[Set task]
In the passage on Venezuela's economy, from "In April 2014, the" to "and October 2014.", swap "IMF" for "International Monetary Fund" and write that part out again.

[Selected extract]

According to experts, Venezuela's economy began to experience hyperinflation during the first year of Nicolás Maduro's presidency. Potential causes of the hyperinflation include heavy money-printing and deficit spending. In April 2013, the month Maduro took office, the annual inflation rate was 29.4%, only 0.1% less than the rate in 1999 when Hugo Chávez took office. By April 2014, the annual inflation rate was 61.5%. In early 2014, the BCV did not release statistics for the first time in its history, with Forbes reporting that it was a possible way to manipulate the image of economy. 

In April 2014, the IMF stated that economic activity in Venezuela was uncertain but may continue to slow, and that "loose macroeconomic policies have generated high inflation and a drain on official foreign exchange reserves". The IMF suggested that "more significant policy changes are needed to stave off a disorderly adjustment". According to economist Steve Hanke, Venezuela's current economy, as of March 2014, had an inflation rate hovering above 300%, an official inflation rate around 60%, and a product scarcity index rising above 25% of goods. The Venezuelan government did not report inflation data for September and October 2014.

[Data listing]
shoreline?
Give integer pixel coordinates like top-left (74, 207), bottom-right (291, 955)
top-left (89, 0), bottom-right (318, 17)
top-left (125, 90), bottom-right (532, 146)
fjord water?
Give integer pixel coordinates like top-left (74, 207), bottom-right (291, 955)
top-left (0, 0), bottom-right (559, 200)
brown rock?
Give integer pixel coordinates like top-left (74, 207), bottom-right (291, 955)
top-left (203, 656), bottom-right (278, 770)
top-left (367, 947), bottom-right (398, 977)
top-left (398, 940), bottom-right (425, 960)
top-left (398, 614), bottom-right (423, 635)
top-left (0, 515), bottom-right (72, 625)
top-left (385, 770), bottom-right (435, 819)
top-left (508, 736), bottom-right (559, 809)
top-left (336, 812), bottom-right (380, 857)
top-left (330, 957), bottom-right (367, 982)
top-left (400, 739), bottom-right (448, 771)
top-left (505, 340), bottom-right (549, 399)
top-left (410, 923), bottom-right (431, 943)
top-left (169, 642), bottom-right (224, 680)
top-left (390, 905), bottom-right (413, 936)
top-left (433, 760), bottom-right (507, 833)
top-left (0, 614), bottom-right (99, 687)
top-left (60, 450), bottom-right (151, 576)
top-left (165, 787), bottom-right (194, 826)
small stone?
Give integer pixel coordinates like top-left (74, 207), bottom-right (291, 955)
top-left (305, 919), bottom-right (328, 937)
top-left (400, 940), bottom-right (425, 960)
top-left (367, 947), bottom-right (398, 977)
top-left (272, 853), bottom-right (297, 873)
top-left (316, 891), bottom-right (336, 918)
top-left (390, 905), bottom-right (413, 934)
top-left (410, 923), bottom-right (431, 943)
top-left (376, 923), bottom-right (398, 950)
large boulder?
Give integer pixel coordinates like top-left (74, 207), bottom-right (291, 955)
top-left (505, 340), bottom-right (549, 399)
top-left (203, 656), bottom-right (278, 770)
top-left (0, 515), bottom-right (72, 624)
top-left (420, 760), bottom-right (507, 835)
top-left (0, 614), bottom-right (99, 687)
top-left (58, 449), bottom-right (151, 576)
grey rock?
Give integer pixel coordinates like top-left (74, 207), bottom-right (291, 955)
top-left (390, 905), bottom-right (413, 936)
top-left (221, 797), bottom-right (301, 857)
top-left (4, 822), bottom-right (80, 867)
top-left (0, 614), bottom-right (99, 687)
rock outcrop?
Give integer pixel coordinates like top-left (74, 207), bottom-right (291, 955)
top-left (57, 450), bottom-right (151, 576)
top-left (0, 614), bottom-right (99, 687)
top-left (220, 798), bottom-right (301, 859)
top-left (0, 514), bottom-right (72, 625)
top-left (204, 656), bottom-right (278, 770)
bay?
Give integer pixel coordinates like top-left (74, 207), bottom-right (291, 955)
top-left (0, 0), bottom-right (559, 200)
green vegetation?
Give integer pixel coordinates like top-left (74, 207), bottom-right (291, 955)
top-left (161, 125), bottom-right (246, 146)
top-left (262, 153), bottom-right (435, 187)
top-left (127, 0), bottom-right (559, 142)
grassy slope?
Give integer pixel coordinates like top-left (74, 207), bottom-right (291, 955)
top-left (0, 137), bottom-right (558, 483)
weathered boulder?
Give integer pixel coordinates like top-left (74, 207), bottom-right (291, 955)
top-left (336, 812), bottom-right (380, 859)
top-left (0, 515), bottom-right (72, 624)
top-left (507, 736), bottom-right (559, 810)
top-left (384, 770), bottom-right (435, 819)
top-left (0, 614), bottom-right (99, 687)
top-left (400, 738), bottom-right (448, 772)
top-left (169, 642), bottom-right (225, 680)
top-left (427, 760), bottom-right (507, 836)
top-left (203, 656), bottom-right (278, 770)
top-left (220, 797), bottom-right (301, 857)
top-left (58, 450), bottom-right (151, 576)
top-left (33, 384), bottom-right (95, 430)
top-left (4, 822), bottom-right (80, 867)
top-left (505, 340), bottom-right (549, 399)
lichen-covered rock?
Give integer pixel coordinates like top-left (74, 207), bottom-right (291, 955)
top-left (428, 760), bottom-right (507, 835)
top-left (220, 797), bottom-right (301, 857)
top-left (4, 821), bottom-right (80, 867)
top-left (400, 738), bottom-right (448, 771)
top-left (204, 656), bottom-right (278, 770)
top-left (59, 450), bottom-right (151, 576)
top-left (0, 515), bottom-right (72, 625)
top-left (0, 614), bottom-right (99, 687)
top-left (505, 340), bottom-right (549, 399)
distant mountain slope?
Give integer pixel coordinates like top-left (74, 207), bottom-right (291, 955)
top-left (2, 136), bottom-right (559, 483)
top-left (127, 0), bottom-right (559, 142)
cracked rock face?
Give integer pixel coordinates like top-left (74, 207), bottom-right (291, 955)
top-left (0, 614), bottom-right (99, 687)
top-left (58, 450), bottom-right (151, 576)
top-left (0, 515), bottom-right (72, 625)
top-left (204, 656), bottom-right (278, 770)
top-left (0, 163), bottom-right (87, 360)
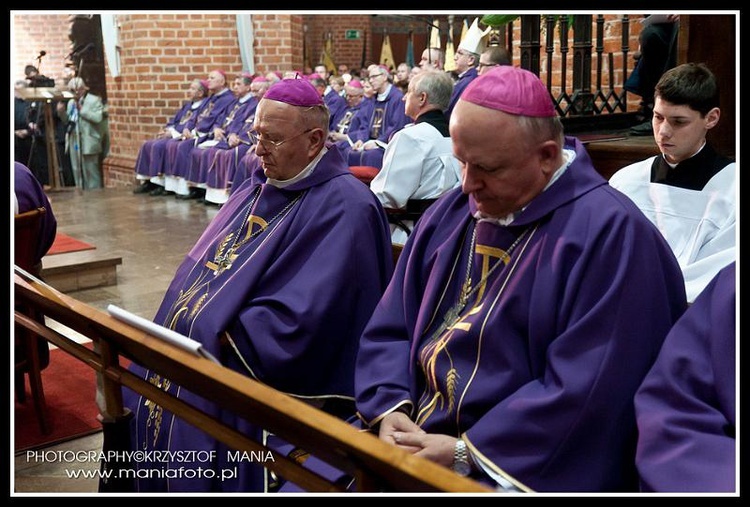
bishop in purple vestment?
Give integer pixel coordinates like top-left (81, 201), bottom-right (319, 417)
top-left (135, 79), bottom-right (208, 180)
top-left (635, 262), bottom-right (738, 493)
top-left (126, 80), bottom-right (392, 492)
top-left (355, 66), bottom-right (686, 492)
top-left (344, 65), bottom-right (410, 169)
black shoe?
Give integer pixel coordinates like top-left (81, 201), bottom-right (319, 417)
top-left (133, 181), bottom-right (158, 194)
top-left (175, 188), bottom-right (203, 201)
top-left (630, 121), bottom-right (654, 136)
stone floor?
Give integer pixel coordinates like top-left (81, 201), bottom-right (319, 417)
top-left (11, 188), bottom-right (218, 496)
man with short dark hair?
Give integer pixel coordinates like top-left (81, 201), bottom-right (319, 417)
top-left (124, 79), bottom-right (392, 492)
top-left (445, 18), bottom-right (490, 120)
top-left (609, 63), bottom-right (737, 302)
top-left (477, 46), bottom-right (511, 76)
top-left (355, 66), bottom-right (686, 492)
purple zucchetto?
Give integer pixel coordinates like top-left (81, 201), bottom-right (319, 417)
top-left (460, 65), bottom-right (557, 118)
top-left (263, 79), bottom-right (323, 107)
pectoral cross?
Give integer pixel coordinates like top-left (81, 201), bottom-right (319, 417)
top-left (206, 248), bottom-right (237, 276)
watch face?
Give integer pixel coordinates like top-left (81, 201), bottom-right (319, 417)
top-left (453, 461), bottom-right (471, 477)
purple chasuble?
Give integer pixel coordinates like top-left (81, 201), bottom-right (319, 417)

[Final result]
In April 2014, the International Monetary Fund stated that economic activity in Venezuela was uncertain but may continue to slow, and that "loose macroeconomic policies have generated high inflation and a drain on official foreign exchange reserves". The International Monetary Fund suggested that "more significant policy changes are needed to stave off a disorderly adjustment". According to economist Steve Hanke, Venezuela's current economy, as of March 2014, had an inflation rate hovering above 300%, an official inflation rate around 60%, and a product scarcity index rising above 25% of goods. The Venezuelan government did not report inflation data for September and October 2014.